═════ INFORMATION GIVEN

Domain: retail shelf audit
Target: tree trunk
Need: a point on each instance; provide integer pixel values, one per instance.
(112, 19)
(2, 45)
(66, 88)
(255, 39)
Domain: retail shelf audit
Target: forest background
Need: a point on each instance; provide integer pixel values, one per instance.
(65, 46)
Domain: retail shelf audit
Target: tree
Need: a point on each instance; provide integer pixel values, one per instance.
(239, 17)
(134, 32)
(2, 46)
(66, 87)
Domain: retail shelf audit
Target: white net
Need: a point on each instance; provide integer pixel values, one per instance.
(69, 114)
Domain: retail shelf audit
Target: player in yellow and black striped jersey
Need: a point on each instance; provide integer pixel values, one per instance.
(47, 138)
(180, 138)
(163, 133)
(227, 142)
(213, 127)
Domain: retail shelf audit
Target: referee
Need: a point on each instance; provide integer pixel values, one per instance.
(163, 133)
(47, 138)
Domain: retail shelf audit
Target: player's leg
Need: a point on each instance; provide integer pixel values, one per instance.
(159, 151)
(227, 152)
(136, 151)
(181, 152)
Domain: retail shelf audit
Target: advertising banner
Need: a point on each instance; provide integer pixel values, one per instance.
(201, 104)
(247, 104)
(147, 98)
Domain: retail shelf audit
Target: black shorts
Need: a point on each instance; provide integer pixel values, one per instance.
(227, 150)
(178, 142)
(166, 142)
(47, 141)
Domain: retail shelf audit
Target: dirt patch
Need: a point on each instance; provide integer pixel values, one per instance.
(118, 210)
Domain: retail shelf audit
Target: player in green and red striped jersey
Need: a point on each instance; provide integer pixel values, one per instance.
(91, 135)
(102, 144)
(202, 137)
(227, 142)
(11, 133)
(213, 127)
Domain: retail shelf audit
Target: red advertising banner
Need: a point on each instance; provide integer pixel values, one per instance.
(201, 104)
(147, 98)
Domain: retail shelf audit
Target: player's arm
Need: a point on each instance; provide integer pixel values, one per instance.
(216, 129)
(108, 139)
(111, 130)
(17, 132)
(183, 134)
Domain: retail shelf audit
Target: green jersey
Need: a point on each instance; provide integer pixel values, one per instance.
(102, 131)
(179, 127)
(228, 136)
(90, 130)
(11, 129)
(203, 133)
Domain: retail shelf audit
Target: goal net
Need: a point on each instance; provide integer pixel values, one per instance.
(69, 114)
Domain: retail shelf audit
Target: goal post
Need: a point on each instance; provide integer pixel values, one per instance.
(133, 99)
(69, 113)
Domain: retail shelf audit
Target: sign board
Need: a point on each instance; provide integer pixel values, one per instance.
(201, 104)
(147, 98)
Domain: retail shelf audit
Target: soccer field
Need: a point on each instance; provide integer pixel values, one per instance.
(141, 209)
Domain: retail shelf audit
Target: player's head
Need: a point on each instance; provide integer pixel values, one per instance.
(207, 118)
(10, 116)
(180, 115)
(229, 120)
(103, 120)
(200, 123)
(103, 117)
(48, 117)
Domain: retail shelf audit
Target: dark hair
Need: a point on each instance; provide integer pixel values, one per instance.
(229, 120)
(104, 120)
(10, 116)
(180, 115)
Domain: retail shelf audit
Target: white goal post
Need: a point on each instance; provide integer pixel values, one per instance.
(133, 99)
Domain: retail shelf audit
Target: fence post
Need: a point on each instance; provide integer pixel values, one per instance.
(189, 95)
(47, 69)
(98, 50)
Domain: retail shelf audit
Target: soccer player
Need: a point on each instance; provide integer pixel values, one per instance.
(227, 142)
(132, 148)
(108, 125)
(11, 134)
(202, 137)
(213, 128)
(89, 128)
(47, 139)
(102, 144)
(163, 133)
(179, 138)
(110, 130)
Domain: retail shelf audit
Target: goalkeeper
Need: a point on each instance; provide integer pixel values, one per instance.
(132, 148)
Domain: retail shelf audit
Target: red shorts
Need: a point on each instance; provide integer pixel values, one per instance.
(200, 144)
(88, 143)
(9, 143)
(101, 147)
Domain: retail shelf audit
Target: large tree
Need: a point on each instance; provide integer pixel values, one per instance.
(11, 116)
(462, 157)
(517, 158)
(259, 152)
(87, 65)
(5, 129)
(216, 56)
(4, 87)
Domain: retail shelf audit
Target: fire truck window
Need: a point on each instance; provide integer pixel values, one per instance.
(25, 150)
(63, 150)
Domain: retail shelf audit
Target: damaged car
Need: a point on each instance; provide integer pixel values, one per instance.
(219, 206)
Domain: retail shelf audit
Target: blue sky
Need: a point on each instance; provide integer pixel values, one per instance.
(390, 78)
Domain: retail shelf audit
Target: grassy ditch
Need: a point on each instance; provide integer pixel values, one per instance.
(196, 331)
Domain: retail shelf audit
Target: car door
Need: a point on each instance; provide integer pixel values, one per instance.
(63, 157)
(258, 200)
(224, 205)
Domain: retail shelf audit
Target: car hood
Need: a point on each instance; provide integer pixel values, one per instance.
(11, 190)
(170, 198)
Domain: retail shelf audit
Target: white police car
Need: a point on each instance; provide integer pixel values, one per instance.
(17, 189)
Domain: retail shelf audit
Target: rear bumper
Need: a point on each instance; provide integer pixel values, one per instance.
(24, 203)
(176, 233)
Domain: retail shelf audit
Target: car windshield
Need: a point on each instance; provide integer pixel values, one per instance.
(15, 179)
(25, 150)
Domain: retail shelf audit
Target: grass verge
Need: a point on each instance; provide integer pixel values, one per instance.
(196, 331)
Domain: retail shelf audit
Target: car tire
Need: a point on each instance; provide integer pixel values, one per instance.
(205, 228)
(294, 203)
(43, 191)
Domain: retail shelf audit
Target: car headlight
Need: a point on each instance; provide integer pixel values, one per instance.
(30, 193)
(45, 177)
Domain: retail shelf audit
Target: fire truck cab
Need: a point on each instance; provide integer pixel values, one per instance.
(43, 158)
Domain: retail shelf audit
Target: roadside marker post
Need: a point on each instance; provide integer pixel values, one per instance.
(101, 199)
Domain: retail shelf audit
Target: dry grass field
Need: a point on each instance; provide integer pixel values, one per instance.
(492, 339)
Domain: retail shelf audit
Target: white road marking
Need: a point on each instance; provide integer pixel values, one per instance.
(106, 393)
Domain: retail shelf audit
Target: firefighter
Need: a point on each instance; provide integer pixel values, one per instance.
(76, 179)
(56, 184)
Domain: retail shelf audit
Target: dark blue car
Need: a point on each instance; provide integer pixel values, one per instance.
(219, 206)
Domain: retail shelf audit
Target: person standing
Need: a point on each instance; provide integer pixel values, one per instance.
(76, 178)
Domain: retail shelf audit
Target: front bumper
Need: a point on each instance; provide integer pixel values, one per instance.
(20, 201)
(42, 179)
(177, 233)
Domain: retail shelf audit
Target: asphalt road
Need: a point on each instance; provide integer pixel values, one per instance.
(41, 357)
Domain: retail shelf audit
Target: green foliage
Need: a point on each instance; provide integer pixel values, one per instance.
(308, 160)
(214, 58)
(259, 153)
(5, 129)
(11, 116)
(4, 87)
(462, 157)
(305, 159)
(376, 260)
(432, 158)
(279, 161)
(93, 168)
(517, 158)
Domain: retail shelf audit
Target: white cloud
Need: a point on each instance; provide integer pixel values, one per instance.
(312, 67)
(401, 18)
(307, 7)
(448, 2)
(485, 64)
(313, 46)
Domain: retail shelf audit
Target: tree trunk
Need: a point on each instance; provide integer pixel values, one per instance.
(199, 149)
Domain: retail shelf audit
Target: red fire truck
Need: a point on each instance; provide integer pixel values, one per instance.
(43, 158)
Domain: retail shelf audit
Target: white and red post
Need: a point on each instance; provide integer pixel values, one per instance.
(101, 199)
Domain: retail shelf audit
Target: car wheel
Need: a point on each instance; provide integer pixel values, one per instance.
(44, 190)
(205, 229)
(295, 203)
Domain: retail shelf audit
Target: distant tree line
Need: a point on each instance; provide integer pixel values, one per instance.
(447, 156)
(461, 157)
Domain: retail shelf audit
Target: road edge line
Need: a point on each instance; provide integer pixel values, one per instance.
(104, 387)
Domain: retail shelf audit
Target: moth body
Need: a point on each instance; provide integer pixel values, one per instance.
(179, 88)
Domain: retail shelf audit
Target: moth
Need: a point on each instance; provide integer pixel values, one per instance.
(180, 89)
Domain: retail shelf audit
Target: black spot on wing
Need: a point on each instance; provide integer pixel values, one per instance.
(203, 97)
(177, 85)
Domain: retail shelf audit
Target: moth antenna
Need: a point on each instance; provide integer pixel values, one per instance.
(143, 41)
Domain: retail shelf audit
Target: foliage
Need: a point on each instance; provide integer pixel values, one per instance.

══════════

# PROBLEM STATEMENT
Once you find the line with "Target: blue sky" in the entries above, output it and each line after it up to and including the line with "Target: car windshield", and nothing else.

# ANSWER TO THIS TASK
Target: blue sky
Need: a point on each instance; provide integer pixel values, one per instance.
(390, 78)
Domain: retail shelf audit
Target: grassy ditch
Need: a point on each instance; provide integer pixel values, one per instance.
(196, 331)
Domain: retail shelf audit
Target: car door
Need: a point on each instance; provide integer pixel values, one per instance.
(63, 157)
(258, 200)
(224, 205)
Domain: retail shelf audit
Target: car hood
Need: a point on each instance; provide integer pixel values, one per instance.
(11, 190)
(170, 198)
Domain: retail shelf audit
Target: white police car
Need: a point on each instance; provide integer pixel values, one per instance.
(17, 189)
Domain: retail shelf audit
Target: rear bumper
Need: a point on each instance; provide integer pixel values, one per instance.
(24, 203)
(176, 233)
Domain: retail shelf audit
Target: car windshield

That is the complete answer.